=== TASK ===
Rename "tatami mat floor" to "straw mat floor" in the stretch from the start of the data through the line containing "Give the outline of every instance of the tatami", and write out those lines again with everything else unchanged. Leave the pictures out of the answer.

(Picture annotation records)
-- Start --
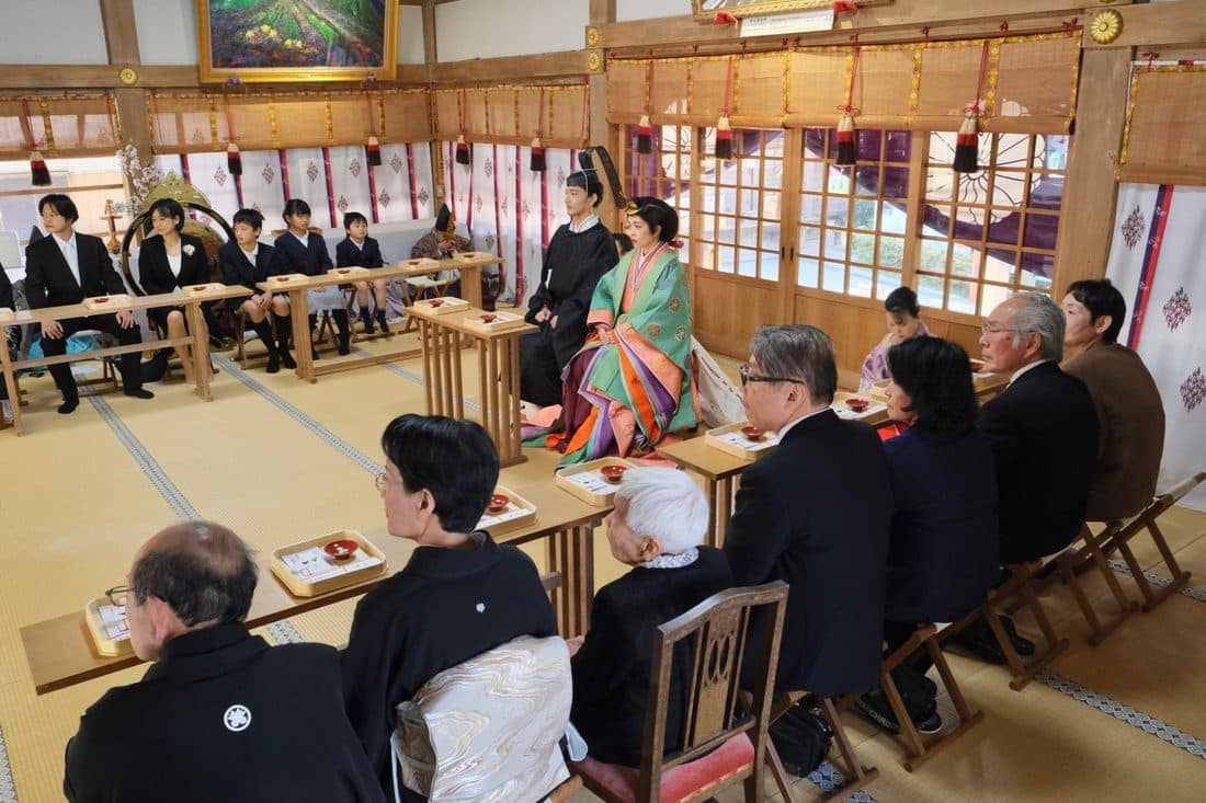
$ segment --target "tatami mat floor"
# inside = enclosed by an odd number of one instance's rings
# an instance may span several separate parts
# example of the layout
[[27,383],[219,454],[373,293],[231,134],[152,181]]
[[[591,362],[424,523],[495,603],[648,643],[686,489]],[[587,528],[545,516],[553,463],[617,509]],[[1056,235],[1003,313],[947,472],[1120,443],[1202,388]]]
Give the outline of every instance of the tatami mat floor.
[[[414,334],[388,347],[402,339]],[[371,353],[387,344],[357,347]],[[242,371],[226,356],[216,364],[211,404],[183,383],[158,383],[152,402],[109,394],[58,416],[48,377],[23,382],[29,433],[0,432],[0,803],[62,799],[63,748],[80,714],[107,687],[141,675],[130,669],[39,697],[22,626],[75,610],[121,582],[135,549],[180,517],[227,523],[260,551],[333,529],[384,526],[373,487],[379,439],[390,418],[423,409],[417,359],[323,376],[312,386],[289,373]],[[464,352],[464,367],[473,388],[473,352]],[[526,453],[527,463],[505,469],[507,481],[549,477],[555,456]],[[1054,590],[1044,602],[1071,649],[1023,692],[1009,690],[1003,669],[955,656],[955,674],[984,721],[920,772],[901,767],[898,740],[847,719],[863,763],[880,772],[867,795],[902,802],[1206,798],[1206,515],[1175,509],[1164,521],[1178,558],[1195,572],[1196,598],[1178,594],[1152,614],[1136,614],[1093,649],[1071,597]],[[1136,544],[1143,565],[1154,565],[1143,537]],[[595,550],[596,581],[617,576],[621,567],[604,538],[596,538]],[[544,562],[539,546],[528,551]],[[1124,587],[1134,588],[1125,578]],[[1089,588],[1099,600],[1106,593],[1100,580]],[[277,641],[340,644],[353,606],[332,605],[264,631]],[[1019,623],[1028,628],[1025,619]],[[944,713],[954,720],[949,707]],[[808,779],[794,792],[798,799],[822,796]],[[573,799],[595,798],[579,792]],[[740,796],[730,791],[720,799]]]

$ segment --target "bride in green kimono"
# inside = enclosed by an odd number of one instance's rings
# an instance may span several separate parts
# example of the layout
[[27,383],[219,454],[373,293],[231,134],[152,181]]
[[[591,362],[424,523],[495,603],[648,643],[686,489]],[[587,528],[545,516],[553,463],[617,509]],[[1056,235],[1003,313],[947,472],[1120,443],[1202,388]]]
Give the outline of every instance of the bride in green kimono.
[[596,286],[592,332],[566,367],[562,465],[649,452],[667,433],[696,426],[678,212],[657,198],[634,198],[626,211],[634,247]]

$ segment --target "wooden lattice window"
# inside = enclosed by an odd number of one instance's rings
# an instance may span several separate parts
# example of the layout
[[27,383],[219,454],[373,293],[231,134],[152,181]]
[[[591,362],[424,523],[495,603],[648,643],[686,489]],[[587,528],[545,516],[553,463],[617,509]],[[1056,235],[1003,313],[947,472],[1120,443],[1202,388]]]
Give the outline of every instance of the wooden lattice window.
[[901,286],[909,131],[860,129],[857,163],[838,166],[835,129],[804,129],[796,283],[861,298]]
[[[708,129],[707,140],[714,136]],[[779,130],[734,130],[733,159],[703,159],[696,233],[699,268],[779,280],[783,142]]]
[[918,224],[924,306],[987,315],[1017,291],[1050,292],[1069,137],[982,134],[984,170],[950,170],[954,134],[929,137]]

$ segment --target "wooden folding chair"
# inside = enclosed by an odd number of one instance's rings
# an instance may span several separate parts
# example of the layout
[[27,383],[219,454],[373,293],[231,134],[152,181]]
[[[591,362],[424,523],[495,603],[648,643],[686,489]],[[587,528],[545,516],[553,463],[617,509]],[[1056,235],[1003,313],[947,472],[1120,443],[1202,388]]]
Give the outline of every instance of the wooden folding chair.
[[[1034,680],[1035,675],[1046,669],[1047,664],[1067,649],[1067,639],[1061,639],[1055,634],[1055,628],[1052,627],[1050,619],[1048,619],[1047,611],[1043,610],[1042,604],[1038,602],[1038,594],[1035,591],[1035,578],[1042,575],[1044,570],[1043,565],[1042,561],[1031,561],[1029,563],[1006,567],[1006,570],[1009,573],[1008,579],[997,587],[989,590],[988,599],[982,608],[973,610],[942,631],[938,634],[939,643],[946,645],[956,633],[964,631],[983,616],[989,628],[991,628],[997,644],[1001,646],[1001,652],[1005,653],[1005,661],[1012,675],[1009,688],[1013,691],[1025,688],[1026,684]],[[1013,649],[1013,640],[1005,632],[1005,627],[1000,621],[1000,616],[1007,612],[1005,609],[1006,603],[1015,594],[1020,596],[1023,603],[1030,608],[1030,612],[1035,617],[1038,629],[1042,631],[1043,640],[1046,641],[1046,650],[1036,652],[1029,664],[1021,662],[1021,656]]]
[[[1101,547],[1102,553],[1106,556],[1111,555],[1116,550],[1122,552],[1123,559],[1126,562],[1126,567],[1135,578],[1135,584],[1138,586],[1140,593],[1143,594],[1143,604],[1141,608],[1144,614],[1152,611],[1170,596],[1179,592],[1184,587],[1185,582],[1189,581],[1192,574],[1181,569],[1181,565],[1177,563],[1177,558],[1172,555],[1172,550],[1169,549],[1169,543],[1165,540],[1164,533],[1161,533],[1160,528],[1157,526],[1155,520],[1159,518],[1165,510],[1181,502],[1187,493],[1196,488],[1204,481],[1206,481],[1206,471],[1199,471],[1172,486],[1166,493],[1161,493],[1157,497],[1155,500],[1143,510],[1143,512],[1135,516],[1135,518],[1131,518],[1129,522],[1124,523],[1116,532],[1113,532],[1110,540]],[[1152,535],[1152,540],[1155,543],[1155,549],[1160,551],[1160,557],[1169,569],[1170,582],[1159,591],[1152,590],[1152,584],[1143,574],[1143,567],[1140,565],[1140,562],[1135,558],[1135,552],[1132,552],[1130,547],[1130,540],[1142,529],[1147,529],[1147,532]]]
[[[781,692],[771,705],[771,722],[773,723],[786,714],[792,705],[809,697],[812,694],[807,691]],[[853,797],[855,792],[861,791],[871,781],[879,778],[879,770],[874,767],[863,767],[859,757],[854,755],[854,745],[850,744],[850,737],[845,734],[845,728],[842,727],[842,716],[837,713],[833,701],[829,697],[822,697],[818,701],[818,708],[821,711],[821,716],[829,723],[830,731],[833,732],[833,742],[837,743],[837,752],[841,756],[838,770],[847,779],[844,786],[833,790],[825,798],[825,803],[837,803],[838,801]],[[788,775],[788,769],[783,766],[783,761],[779,760],[779,754],[775,751],[774,744],[769,743],[767,746],[766,761],[771,766],[771,776],[774,779],[774,785],[779,789],[779,795],[783,796],[783,799],[791,803],[795,797],[791,793],[791,779]]]
[[[654,635],[649,705],[640,767],[609,764],[591,756],[572,762],[586,789],[604,801],[706,801],[742,781],[747,803],[762,801],[762,770],[774,749],[767,737],[771,696],[779,662],[779,639],[788,603],[781,581],[751,588],[730,588],[671,620]],[[760,649],[755,688],[743,704],[740,668],[750,615],[766,609],[767,635]],[[690,650],[689,690],[677,754],[663,755],[666,713],[675,645]]]
[[[984,719],[983,711],[972,711],[967,705],[967,701],[964,698],[962,690],[959,688],[959,684],[955,681],[954,673],[950,672],[950,664],[947,663],[947,656],[942,652],[942,645],[938,643],[938,627],[936,625],[925,625],[919,627],[913,635],[908,638],[904,644],[900,645],[892,651],[886,658],[884,658],[884,666],[880,670],[880,686],[884,690],[884,694],[888,697],[889,704],[892,707],[892,714],[896,715],[896,723],[901,729],[901,738],[904,739],[904,744],[908,746],[909,757],[904,760],[904,769],[908,772],[917,770],[921,764],[932,758],[939,750],[946,748],[948,744],[961,737],[967,732],[973,725]],[[941,735],[935,735],[926,739],[921,733],[918,732],[917,726],[913,725],[912,717],[908,715],[908,710],[904,707],[904,699],[901,697],[900,688],[896,686],[896,681],[892,678],[892,669],[901,666],[909,658],[912,658],[919,650],[925,650],[930,656],[930,661],[938,669],[938,676],[942,680],[942,685],[947,690],[947,694],[950,697],[950,702],[955,707],[955,713],[959,714],[959,725]],[[842,713],[849,709],[862,692],[850,692],[842,699],[837,702],[837,710]]]
[[[1118,582],[1118,575],[1110,567],[1110,562],[1101,549],[1103,544],[1114,537],[1120,527],[1123,527],[1123,522],[1111,522],[1101,533],[1094,534],[1089,524],[1085,523],[1081,528],[1077,540],[1069,549],[1048,561],[1042,569],[1042,575],[1036,578],[1036,593],[1044,592],[1056,580],[1061,580],[1067,586],[1069,591],[1072,592],[1072,598],[1076,599],[1077,606],[1081,609],[1081,614],[1084,616],[1084,621],[1089,625],[1089,644],[1091,646],[1105,641],[1106,637],[1114,632],[1114,628],[1138,610],[1138,603],[1130,599],[1126,592],[1123,591],[1122,584]],[[1101,573],[1101,576],[1106,581],[1106,587],[1110,588],[1110,593],[1114,598],[1114,604],[1118,606],[1118,612],[1106,622],[1102,622],[1101,617],[1097,616],[1097,611],[1089,602],[1088,594],[1084,593],[1084,586],[1081,585],[1079,575],[1090,564],[1095,565]],[[1021,600],[1019,599],[1008,610],[1013,612],[1020,606]]]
-- End --
=== SOLVED PROBLEM ===
$ segment --target "straw mat floor"
# inside = enclosed by an odd number of one instance's rings
# an instance may span several separate parts
# example of the layout
[[27,383],[219,454],[373,293],[231,134],[152,181]]
[[[591,362],[424,523],[495,603],[648,643],[686,489]],[[587,528],[545,516],[553,463],[617,509]],[[1056,235],[1003,313],[947,472],[1120,443],[1202,388]]]
Give the outline of every instance of the straw mat floor.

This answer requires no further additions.